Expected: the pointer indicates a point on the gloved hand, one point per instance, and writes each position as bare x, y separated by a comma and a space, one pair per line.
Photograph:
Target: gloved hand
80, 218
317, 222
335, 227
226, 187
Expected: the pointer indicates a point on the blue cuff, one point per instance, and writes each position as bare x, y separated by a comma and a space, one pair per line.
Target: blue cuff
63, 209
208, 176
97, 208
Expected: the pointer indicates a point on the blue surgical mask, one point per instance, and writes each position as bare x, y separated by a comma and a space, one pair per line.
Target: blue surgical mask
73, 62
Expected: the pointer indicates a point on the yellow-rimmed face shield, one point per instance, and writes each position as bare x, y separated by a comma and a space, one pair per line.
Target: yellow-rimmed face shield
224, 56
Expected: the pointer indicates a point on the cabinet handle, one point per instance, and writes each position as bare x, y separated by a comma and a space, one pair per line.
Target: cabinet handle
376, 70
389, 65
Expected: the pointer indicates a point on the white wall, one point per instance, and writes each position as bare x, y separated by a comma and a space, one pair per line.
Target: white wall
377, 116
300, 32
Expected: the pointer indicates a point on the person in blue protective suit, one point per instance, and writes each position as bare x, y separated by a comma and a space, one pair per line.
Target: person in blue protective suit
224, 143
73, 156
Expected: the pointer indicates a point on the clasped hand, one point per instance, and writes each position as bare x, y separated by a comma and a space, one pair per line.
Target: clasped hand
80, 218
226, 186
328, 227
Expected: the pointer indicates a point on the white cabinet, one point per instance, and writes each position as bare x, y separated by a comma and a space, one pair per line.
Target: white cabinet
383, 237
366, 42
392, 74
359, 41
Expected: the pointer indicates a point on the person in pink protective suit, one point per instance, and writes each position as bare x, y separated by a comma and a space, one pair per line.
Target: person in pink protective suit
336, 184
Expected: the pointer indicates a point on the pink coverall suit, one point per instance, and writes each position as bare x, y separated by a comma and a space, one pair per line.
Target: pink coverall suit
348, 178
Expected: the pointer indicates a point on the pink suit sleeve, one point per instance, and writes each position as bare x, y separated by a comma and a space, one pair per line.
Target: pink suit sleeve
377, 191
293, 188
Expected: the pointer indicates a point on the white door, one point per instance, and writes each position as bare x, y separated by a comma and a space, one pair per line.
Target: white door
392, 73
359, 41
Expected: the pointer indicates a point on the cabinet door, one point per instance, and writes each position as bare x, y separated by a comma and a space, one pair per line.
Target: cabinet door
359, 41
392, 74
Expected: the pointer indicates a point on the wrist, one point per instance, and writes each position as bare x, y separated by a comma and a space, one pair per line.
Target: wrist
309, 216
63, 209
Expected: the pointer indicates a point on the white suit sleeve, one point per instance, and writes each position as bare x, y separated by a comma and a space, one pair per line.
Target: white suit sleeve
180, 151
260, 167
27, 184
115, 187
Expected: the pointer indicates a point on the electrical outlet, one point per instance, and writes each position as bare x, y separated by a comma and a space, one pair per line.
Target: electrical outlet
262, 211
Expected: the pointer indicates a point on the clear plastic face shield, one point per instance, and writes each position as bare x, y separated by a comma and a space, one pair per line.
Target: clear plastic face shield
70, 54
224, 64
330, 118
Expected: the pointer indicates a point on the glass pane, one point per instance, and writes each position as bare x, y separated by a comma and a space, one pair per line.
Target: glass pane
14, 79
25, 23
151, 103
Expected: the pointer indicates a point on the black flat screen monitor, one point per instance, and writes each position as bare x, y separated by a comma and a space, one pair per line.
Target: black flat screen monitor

• _INSTRUCTIONS FOR THE TASK_
Write out every entry verbatim.

• _FULL ANSWER_
Expected: the pointer indicates a point on the gloved hand, one point per instance, and writes each position as bare x, y separated by a comma and a space, one pair per line.
Photograph:
Target: gloved hand
80, 218
317, 222
335, 227
226, 187
Expected: the pointer indicates a point on the blue cuff, one point per instance, and writes each position as bare x, y separated by a comma and a space, one pair per line.
Target: blue cuff
63, 209
208, 176
97, 208
Expected: the pointer indicates a point on the blue surgical mask, one point per instance, and writes each position as bare x, y separated by a comma and a space, one pair per line.
Target: blue surgical mask
73, 62
Expected: the pointer indicates a point on the yellow-rimmed face shield, one point per instance, and writes each position as bare x, y separated by a comma and a space, one pair per line.
Target: yellow-rimmed face shield
224, 56
Expected: the pointer indicates a point on the cabinet handle, one point per instance, and writes each position as bare x, y separated by a comma and a space, one pair per line.
Target: cabinet handle
376, 70
389, 65
Expected: the pointer indicates a point on the white wall, one point per instance, and writes each position as bare x, y separated by a comma and a space, one pair per line.
Target: white wall
377, 116
300, 32
Expected: the pointer indicates a point on the person in blue protective suit, one point per instance, and writes each position as bare x, y separated by a comma and a space, one pair per line.
Target: person in blue protective suit
224, 143
73, 156
Expected: the pointer indicates a point on the clasped hand, one point per instance, and writes each position as bare x, y separated by a comma and a space, one pair per line.
Target: clasped hand
80, 218
226, 186
328, 227
Expected: the pointer indicates a point on the white cabinet, one point per instance, and writes each position as bare x, y separated by a comma and a space, one pair per line.
Target: white cabinet
383, 237
366, 42
392, 74
359, 41
Expected: the pointer indicates a point on the person in pink protective suit, one point per instance, and writes each position as bare x, y separated by a comma and a space, one pair per line.
Target: person in pink protective suit
336, 184
Expected: the pointer indicates a point on the pink coverall suit, one point per instance, and writes each position as bare x, y separated by a comma and a space, one pair per line.
Target: pink coverall suit
348, 178
Expected: the pointer indicates a point on the pink suit sleeve, one point per instance, and writes each position as bare x, y separated by a comma and a space, one pair per line.
Target: pink suit sleeve
377, 191
293, 188
Expected: the pointer indicates a point on the white door, one point per instance, and writes each position as bare x, y separated by a comma and a space, one pair per line.
Target: white door
392, 73
359, 41
Expected: the pointer indicates a point on the cabinet door, one point per instance, and writes each position as bare x, y separated by a comma and a space, one pair per line.
Target: cabinet door
359, 41
392, 74
Expected: the pointer indicates a point on the wrist, one point per instance, and writes each position as bare x, y separated by a comma and a space, one pair per line.
Target: wrist
309, 216
63, 209
Expected: the pointer indicates a point on the white suit sleeve, one point per instance, and writes each position as bare x, y separated by a comma and a space, one pair per line.
Target: white suit sleeve
180, 151
260, 167
27, 184
115, 187
Expected: the pointer indicates a point on the electrical outlet, one point per instance, and writes each position as bare x, y separated by a comma and a space, one pair per line.
Target: electrical outlet
262, 211
Expected: the pointer indicates a point on the clear plastic face shield, one point per instance, and writes each position as bare x, y separated by a comma and a space, one pair per line.
Target: clear plastic face shield
70, 54
224, 64
330, 118
Expected: the pointer indicates a point on the glass pane, one point per instance, and writes each position as bare x, y separated by a comma and a space, one pair per line.
Target: glass pane
14, 79
25, 23
151, 103
Expected: the pointer indicates a point on the black flat screen monitor, one point per instance, and writes each position as bare x, y separated by a comma and a space, one pair per line.
Target: black flat screen monitor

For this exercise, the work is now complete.